Excerpt to read =>
_ _ _
The Way of Pixarism
By Armond White
Posted by Our Town on May 27, 2009 · View Comments
Pixar rules pop media like nothing since mid-20th century General Motors held sway as the preeminent American corporation (and the bane of grassroots individualism). Every Pixar film—including the new Up, gushed over by Cannes Film Festival shills—is greeted with nearly patriotic fervor. This absurdity clarifies contemporary news media’s unprincipled collusion with Hollywood capitalism.
Up’s uninteresting story of an old widower who attaches his home to helium balloons and floats off to Venezuela with an overeager kid in tow follows the same formula as the previous nine Pixar movies. But artistic standards get trumped by a special feature: sentimentality. Pixar’s price sticker includes enough saccharine emotion to distract some viewers from being more demanding; they don’t mind the blatant narrative manipulation of a sad old man and lonely little boy. They buy animation to extend their childhood like men who buy cars for phallic symbols.
As a child, Carl Fredrickson, already a young fogey, thrilled to the airborne adventures of daredevil explorer C.J. Muntz. But in retirement, Fredrickson sulks; mischief deeply buried beneath blandness. Carl’s not an irascible audience-surrogate like the urban curmudgeon Mr. Magoo. Only Russell, the pie-faced, father-abandoned, 8-year-old scout, is cuter. “Cute” is how Pixar oversimplifies the world.
Even the montage showing Carl’s marriage to childhood sweetheart Ellie (their wedding, companionship, childlessness, then Ellie’s illness and death), is over-sentimentalized. This silent interlude is no more daring than the utterly conventional Wall-E: It concludes with Carl, alone, holding a blue balloon at Ellie’s funeral. Sheesh. Although Chaplinesque music underscores these maudlin scenes, they’re not emotionally pure like Chaplin; they preen. Critics who forget that movies should be about people defend this reduction of human experience.
_ _ _
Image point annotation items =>

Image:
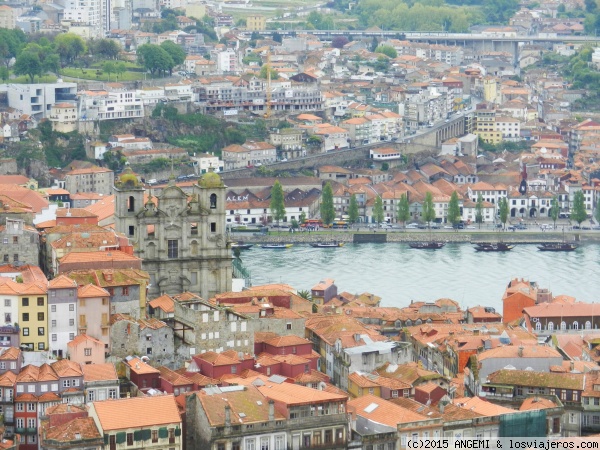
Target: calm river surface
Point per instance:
(399, 274)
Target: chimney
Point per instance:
(271, 410)
(227, 415)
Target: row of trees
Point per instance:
(327, 209)
(160, 58)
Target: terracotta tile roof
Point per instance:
(67, 368)
(61, 282)
(514, 351)
(74, 212)
(216, 359)
(26, 398)
(293, 360)
(101, 257)
(140, 367)
(164, 302)
(173, 377)
(99, 372)
(453, 413)
(285, 341)
(46, 373)
(137, 412)
(383, 411)
(91, 291)
(8, 379)
(288, 393)
(199, 379)
(10, 353)
(264, 336)
(481, 406)
(247, 406)
(81, 338)
(28, 374)
(74, 430)
(529, 378)
(50, 397)
(534, 403)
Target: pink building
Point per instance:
(94, 313)
(85, 349)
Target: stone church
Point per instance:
(180, 238)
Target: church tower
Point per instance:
(129, 201)
(181, 238)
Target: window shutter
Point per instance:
(121, 437)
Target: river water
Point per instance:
(400, 274)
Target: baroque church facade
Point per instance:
(181, 238)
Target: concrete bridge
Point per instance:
(479, 42)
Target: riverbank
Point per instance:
(521, 237)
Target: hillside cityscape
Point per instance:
(226, 225)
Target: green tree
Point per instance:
(51, 63)
(353, 209)
(327, 207)
(11, 42)
(403, 213)
(387, 50)
(554, 210)
(277, 204)
(263, 72)
(104, 48)
(155, 59)
(454, 215)
(479, 210)
(378, 209)
(578, 212)
(120, 68)
(28, 63)
(109, 67)
(428, 209)
(503, 211)
(69, 46)
(302, 217)
(176, 52)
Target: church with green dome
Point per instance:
(180, 237)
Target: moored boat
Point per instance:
(241, 245)
(327, 244)
(427, 245)
(493, 247)
(277, 246)
(557, 247)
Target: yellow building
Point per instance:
(8, 17)
(490, 90)
(195, 10)
(359, 385)
(256, 22)
(33, 315)
(485, 126)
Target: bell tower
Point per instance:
(129, 201)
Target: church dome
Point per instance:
(210, 179)
(128, 179)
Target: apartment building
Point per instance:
(36, 100)
(62, 314)
(94, 179)
(110, 105)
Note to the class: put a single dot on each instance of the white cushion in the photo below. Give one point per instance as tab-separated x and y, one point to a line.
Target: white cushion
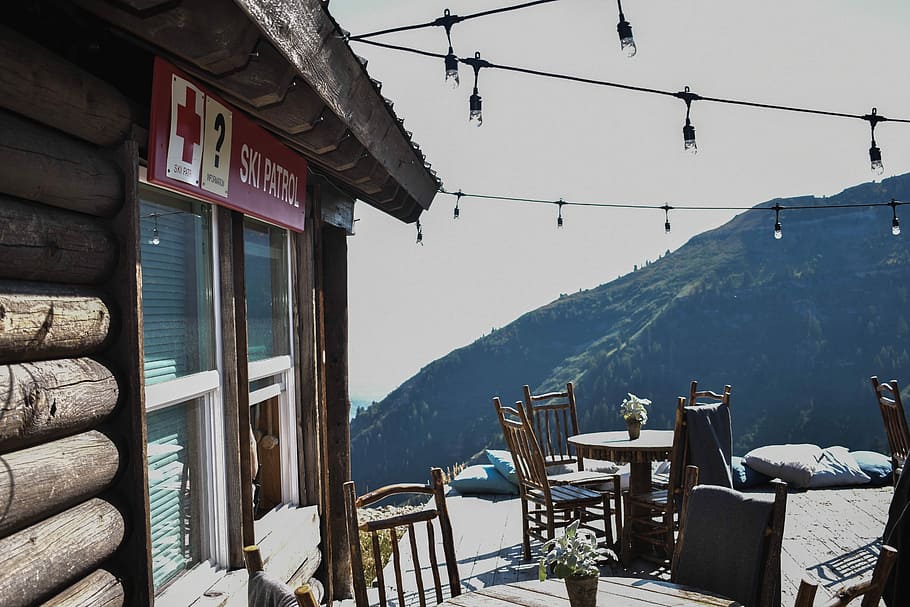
837	466
793	464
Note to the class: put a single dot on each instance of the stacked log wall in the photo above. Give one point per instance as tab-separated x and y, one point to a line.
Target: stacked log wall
72	438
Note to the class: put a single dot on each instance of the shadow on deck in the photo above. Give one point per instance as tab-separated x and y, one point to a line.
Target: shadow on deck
831	536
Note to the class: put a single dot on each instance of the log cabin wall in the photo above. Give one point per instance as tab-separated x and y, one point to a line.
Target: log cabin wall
72	443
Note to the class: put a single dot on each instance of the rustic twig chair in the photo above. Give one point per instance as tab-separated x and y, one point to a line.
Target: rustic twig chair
554	419
651	518
546	507
730	542
279	595
871	590
436	511
888	396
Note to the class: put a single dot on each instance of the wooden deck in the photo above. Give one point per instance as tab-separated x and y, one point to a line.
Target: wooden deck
831	536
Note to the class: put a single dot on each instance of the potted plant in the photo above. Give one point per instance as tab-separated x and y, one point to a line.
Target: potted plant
634	411
574	557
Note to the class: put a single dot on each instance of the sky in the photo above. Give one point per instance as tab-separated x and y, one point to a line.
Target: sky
549	139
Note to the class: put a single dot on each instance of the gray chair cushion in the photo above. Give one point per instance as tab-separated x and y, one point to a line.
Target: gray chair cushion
723	548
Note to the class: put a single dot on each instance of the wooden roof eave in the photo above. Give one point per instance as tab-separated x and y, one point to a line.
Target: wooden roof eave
286	64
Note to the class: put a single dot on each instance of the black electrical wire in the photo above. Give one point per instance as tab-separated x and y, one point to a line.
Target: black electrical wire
561	202
451	19
640	89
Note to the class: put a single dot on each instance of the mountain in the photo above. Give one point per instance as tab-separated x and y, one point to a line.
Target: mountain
795	325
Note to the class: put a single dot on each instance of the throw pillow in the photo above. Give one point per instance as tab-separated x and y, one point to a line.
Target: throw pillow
837	467
502	461
877	466
793	464
745	477
482	479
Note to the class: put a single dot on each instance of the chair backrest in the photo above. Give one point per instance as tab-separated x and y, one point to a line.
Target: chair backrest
730	543
526	453
436	511
888	396
554	420
871	590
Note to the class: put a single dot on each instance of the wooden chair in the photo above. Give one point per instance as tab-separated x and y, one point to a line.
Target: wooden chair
545	506
302	594
888	396
871	590
755	529
437	511
554	419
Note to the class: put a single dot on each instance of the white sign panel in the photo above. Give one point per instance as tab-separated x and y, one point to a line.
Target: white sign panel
184	150
216	151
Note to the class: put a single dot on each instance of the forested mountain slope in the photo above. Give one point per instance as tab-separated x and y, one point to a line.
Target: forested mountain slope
796	326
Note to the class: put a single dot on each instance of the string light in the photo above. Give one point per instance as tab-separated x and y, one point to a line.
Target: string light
458	196
778	232
475	107
626	41
875	154
689	144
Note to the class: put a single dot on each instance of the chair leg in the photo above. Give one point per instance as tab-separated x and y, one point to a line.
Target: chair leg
525	528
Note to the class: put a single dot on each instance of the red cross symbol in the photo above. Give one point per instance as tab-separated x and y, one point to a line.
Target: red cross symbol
189	123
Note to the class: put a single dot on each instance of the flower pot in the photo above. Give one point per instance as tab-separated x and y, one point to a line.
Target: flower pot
582	591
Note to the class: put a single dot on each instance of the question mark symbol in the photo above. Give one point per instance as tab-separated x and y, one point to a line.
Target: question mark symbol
_ _ _
What you will do =>
1. In the review of Up, set down everything from "As a child, Carl" down to "oversimplifies the world.".
2. According to the review of Up, where does the old widower float off to after attaching his home to helium balloons?
Rely only on the review of Up for what comes next.

Complete answers =>
1.
As a child, Carl Fredrickson, already a young fogey, thrilled to the airborne adventures of daredevil explorer C.J. Muntz. But in retirement, Fredrickson sulks; mischief deeply buried beneath blandness. Carl’s not an irascible audience-surrogate like the urban curmudgeon Mr. Magoo. Only Russell, the pie-faced, father-abandoned, 8-year-old scout, is cuter. “Cute” is how Pixar oversimplifies the world.

2. Venezuela